▸ Page excerpt:
(begin)
Lesson 06 · Engineering case study

The vitest-orphan-leak

A real incident from building this fusion. Two harmless-looking facts combined into 16 immortal processes pinning the machine. The fix is a small classic of defensive systems engineering — and a lesson in fixing the interaction, not just one cause.

The incident — 2026-06-23

16 orphaned node (vitest) workers. PPID = 1 (reparented to init), each at ~90–96% CPU, alive for ~11 hours, cwd in this repo. They had been spawned about one every 2 minutes over ~30 minutes by repeated host pnpm test runs.

orphaned workers (PPID=1)

~1550%

total CPU (load avg 34)

~11h

alive, spinning

The two causes — neither fatal alone

This is the heart of the lesson. The leak needed both of these to be true at once:

Cause	What it is
1 · A hanging test	A test that hangs with no teardown — a server/socket/MCP left open, a `setInterval` never cleared, an unresolved promise. On its own: annoying, but you'd notice and Ctrl-C it.
2 · Parent killed without killing the tree	The parent process (a Bash/session timeout) is killed without killing the worker tree. Vitest's `tinypool` forks then reparent to PID 1 and keep spinning. On its own (with tests that exit): harmless.

Why "either alone is survivable" matters. A hung test that you kill cleanly takes its workers with it. An orphaned worker that was going to exit anyway exits. It's the combination — a worker that will never exit on its own, detached from any parent that would reap it — that produces an immortal CPU-pinning process. Robust fixes target the interaction.
(end)
▸ Short problem: Write the next part of the vitest-orphan-leak case study above, picking up after its last sentence.

▸ Excerpted records:
(begin)
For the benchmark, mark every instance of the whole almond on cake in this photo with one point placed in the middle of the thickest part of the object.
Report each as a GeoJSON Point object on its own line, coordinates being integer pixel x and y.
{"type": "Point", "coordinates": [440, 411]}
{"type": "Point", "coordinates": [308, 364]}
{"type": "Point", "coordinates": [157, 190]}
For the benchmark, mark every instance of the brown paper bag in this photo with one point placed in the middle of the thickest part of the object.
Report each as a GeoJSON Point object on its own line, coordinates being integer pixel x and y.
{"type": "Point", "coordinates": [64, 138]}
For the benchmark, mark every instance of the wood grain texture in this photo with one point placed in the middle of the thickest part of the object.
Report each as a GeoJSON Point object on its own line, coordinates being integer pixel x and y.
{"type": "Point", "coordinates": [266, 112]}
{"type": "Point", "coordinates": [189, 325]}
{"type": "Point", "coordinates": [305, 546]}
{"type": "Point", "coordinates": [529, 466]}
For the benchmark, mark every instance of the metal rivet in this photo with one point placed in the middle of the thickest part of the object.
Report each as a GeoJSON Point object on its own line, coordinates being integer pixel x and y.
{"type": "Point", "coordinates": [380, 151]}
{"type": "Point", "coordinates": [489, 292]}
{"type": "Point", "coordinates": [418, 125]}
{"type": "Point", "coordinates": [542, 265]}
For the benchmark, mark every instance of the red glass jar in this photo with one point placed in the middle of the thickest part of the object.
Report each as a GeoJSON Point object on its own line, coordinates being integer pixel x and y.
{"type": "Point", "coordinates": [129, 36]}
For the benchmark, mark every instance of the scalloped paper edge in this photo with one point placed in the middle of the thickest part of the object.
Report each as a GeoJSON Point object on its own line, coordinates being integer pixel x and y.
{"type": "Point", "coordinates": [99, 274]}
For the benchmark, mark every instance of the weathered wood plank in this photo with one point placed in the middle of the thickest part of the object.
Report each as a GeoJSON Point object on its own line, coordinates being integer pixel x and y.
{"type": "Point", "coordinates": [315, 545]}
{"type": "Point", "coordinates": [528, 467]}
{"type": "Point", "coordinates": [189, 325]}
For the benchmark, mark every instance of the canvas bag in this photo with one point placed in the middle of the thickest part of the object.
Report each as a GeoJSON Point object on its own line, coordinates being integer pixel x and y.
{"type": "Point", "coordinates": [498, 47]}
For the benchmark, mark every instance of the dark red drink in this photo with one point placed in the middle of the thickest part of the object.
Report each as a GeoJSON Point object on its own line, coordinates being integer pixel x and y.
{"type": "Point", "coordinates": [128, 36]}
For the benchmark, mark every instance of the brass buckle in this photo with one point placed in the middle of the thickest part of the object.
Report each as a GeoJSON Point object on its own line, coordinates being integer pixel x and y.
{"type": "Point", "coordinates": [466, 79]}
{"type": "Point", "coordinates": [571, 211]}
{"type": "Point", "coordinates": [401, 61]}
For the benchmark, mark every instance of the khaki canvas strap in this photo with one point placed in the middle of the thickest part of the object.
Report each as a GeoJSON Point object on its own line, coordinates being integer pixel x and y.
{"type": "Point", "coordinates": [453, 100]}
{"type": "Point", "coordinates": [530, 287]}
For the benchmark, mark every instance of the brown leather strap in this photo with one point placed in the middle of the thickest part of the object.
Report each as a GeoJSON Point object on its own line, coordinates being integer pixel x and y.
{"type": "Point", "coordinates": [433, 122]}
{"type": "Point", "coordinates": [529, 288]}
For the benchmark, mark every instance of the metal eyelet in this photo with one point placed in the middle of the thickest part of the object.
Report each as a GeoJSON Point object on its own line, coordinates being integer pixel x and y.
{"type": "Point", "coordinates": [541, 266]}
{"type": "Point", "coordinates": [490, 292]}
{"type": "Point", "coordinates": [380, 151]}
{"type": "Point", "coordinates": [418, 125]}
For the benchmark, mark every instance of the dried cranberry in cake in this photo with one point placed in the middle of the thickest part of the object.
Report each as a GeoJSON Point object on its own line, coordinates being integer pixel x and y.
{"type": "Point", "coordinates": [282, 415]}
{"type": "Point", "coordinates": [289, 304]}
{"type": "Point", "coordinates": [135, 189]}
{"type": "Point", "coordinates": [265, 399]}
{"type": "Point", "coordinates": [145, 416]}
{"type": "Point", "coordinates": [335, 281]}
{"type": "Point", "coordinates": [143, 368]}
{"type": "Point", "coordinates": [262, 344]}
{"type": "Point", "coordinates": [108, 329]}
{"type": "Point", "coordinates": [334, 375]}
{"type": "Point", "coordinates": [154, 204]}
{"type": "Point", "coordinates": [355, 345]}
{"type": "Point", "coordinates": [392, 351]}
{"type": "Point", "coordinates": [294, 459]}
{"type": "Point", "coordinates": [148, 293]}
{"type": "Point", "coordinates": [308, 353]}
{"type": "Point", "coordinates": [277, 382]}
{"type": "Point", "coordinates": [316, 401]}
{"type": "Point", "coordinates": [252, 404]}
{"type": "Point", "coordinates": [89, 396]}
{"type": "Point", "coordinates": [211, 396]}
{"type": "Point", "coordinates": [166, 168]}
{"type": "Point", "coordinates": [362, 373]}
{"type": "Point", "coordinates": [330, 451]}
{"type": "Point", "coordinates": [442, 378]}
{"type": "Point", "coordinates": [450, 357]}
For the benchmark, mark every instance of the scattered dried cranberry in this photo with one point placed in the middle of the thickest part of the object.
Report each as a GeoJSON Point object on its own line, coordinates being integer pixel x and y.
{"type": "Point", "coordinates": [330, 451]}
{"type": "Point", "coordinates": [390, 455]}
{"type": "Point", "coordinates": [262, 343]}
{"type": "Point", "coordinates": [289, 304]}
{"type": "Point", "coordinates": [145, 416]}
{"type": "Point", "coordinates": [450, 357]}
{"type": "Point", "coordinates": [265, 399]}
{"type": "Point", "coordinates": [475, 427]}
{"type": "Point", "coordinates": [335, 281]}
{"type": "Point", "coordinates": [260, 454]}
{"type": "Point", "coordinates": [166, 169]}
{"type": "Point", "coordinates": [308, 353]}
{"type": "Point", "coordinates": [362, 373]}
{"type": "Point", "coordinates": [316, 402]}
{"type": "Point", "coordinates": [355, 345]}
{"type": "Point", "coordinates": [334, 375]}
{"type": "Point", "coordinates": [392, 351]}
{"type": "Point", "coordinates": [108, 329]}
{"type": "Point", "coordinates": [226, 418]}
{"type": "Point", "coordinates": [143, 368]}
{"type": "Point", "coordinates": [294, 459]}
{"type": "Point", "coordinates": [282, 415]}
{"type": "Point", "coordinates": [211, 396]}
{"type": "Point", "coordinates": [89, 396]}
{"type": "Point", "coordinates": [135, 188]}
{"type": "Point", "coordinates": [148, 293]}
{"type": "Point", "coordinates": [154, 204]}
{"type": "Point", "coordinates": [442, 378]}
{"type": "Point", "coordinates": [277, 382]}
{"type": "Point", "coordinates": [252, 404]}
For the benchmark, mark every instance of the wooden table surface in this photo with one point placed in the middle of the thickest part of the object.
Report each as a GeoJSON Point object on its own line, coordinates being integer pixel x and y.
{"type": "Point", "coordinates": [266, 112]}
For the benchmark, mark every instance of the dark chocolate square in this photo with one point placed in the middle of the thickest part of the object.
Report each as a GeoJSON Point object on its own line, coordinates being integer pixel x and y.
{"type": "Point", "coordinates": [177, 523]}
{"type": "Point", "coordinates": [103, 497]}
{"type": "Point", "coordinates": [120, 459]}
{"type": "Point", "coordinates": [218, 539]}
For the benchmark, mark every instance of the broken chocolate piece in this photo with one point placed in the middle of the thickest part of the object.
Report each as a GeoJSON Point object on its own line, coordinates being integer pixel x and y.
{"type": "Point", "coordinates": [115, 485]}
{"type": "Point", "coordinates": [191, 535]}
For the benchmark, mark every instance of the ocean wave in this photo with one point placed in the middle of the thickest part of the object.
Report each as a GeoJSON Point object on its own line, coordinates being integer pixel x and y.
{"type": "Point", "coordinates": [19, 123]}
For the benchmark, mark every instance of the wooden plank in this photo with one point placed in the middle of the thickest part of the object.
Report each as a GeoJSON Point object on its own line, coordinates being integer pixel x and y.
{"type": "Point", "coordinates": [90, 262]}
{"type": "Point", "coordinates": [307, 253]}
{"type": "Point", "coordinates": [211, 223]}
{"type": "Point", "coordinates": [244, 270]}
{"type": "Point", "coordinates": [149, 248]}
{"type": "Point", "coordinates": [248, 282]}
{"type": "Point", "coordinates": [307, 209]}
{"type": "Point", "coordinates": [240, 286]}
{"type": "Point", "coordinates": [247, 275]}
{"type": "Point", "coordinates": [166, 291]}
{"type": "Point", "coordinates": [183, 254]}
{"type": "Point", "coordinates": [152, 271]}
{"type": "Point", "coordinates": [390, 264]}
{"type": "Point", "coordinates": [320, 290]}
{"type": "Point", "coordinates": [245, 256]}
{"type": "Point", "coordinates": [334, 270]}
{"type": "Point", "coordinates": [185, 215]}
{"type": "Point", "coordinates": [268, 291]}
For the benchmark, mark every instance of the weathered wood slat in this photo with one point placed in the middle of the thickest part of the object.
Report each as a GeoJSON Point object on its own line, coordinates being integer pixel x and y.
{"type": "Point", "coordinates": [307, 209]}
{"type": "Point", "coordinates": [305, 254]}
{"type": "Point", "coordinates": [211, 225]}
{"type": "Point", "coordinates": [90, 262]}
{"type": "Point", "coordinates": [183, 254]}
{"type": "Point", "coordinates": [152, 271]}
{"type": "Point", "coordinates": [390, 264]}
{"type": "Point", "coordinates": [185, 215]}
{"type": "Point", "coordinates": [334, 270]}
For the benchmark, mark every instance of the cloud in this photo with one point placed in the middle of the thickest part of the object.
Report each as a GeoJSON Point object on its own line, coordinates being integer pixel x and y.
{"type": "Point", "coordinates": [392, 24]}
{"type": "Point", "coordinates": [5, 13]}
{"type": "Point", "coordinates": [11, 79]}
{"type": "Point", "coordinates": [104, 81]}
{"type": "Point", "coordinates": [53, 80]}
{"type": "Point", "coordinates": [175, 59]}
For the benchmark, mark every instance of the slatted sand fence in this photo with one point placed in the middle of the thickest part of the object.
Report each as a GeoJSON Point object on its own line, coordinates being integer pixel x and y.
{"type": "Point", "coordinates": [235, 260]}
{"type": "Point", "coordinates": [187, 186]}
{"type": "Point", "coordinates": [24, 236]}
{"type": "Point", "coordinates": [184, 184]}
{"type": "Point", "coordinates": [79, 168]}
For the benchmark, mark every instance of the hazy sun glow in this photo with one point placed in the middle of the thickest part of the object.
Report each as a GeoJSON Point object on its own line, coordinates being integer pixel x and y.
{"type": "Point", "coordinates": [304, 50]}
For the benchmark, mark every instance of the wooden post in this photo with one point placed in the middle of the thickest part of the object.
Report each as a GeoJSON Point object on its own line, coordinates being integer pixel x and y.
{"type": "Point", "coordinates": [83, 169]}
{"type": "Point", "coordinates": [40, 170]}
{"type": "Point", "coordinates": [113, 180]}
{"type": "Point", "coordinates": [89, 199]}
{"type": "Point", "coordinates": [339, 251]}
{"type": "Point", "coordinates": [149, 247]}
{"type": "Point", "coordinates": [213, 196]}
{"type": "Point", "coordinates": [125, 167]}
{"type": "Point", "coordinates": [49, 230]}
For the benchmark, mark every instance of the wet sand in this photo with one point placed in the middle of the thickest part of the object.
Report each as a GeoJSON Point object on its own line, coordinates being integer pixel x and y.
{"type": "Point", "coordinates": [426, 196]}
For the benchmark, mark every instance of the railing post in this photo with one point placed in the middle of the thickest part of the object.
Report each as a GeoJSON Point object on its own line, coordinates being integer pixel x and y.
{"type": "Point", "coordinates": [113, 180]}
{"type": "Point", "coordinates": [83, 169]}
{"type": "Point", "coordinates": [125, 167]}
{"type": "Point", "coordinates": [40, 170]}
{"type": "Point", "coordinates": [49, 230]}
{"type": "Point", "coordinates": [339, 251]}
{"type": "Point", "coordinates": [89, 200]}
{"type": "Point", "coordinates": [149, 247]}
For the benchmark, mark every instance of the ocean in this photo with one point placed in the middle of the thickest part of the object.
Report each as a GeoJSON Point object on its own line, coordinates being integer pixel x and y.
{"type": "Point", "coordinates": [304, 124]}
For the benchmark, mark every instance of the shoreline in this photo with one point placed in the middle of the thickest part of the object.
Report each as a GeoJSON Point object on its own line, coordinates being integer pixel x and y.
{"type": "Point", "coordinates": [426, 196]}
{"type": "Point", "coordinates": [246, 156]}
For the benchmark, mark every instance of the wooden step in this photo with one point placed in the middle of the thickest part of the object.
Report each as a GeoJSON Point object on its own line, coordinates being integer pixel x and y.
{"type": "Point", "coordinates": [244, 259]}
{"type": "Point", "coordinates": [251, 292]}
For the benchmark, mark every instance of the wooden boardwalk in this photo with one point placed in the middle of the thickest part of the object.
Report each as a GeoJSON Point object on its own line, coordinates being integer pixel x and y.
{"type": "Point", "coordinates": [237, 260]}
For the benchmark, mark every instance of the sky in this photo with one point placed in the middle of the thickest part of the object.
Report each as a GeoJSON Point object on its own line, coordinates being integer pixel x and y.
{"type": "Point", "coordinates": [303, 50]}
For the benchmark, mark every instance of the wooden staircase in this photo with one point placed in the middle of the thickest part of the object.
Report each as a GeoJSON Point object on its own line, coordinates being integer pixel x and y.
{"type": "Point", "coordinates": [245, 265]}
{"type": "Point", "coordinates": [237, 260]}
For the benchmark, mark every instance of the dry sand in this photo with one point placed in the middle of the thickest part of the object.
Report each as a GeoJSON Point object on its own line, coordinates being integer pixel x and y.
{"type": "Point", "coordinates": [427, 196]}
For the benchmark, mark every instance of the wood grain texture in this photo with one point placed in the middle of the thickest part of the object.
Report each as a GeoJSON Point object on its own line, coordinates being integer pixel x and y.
(end)
▸ Response to this exercise:
The fix — two layers, one per cause

A single patch wouldn't be robust: harden the config and a different hang still orphans; add the wrapper and a hang inside the group still pins a core until the wall-clock timeout. Both layers ship.

Layer 1 — make a hang fail, not hang (cause 1)

Bounded timeouts in vitest.config.ts (applied to both root projects via extends) turn an infinite hang into a bounded failure, and the forks pool isolates a stuck file in a child process Vitest force-kills on teardown — so a stuck file can't pin a core indefinitely.

// vitest.config.ts:20-27
// Anti-orphan hardening: a hung test (server/socket/MCP/interval/unresolved
// promise with no teardown) must FAIL on a bounded timeout, never hang a
// worker forever. The `forks` pool isolates hangs in child processes that
// Vitest force-kills on teardown, so a stuck file cannot pin a CPU core.
testTimeout: 15_000,
hookTimeout: 15_000,
teardownTimeout: 10_000,
pool: 'forks',

Layer 2 — make orphaning impossible (cause 2)

scripts/safe-test.mjs (exposed as pnpm test:safe) runs the suite in its own process group, under a hard wall-clock timeout, then kills the whole group — not just the parent PID — and sweeps any stray vitest as a last-resort net. Three techniques, each load-bearing:

// scripts/safe-test.mjs:34-44 — detached group + negative-PID kill
// detached:true => POSIX setsid => the child leads a NEW process group, so
// `kill(-pid)` reaches every descendant (vitest main + all tinypool forks).
const child = spawn(bin, args, { stdio: 'inherit', detached: true });

const killGroup = (signal) => {
  try { process.kill(-child.pid, signal); }   // NEGATIVE pid = the whole group
  catch { /* group already gone */ }
};

// scripts/safe-test.mjs:26-32 — the last-resort sweep
const sweep = () => {
  try { execFileSync('pkill', ['-9', '-f', 'vitest'], { stdio: 'ignore' }); }
  catch { /* nothing left to kill — pkill exits non-zero when no match */ }
};

detached:true → the child leads a new process group (POSIX setsid), so a single signal can reach every descendant.
process.kill(-child.pid, …) → the negative PID signals the whole group, including tinypool forks — never a bare PID.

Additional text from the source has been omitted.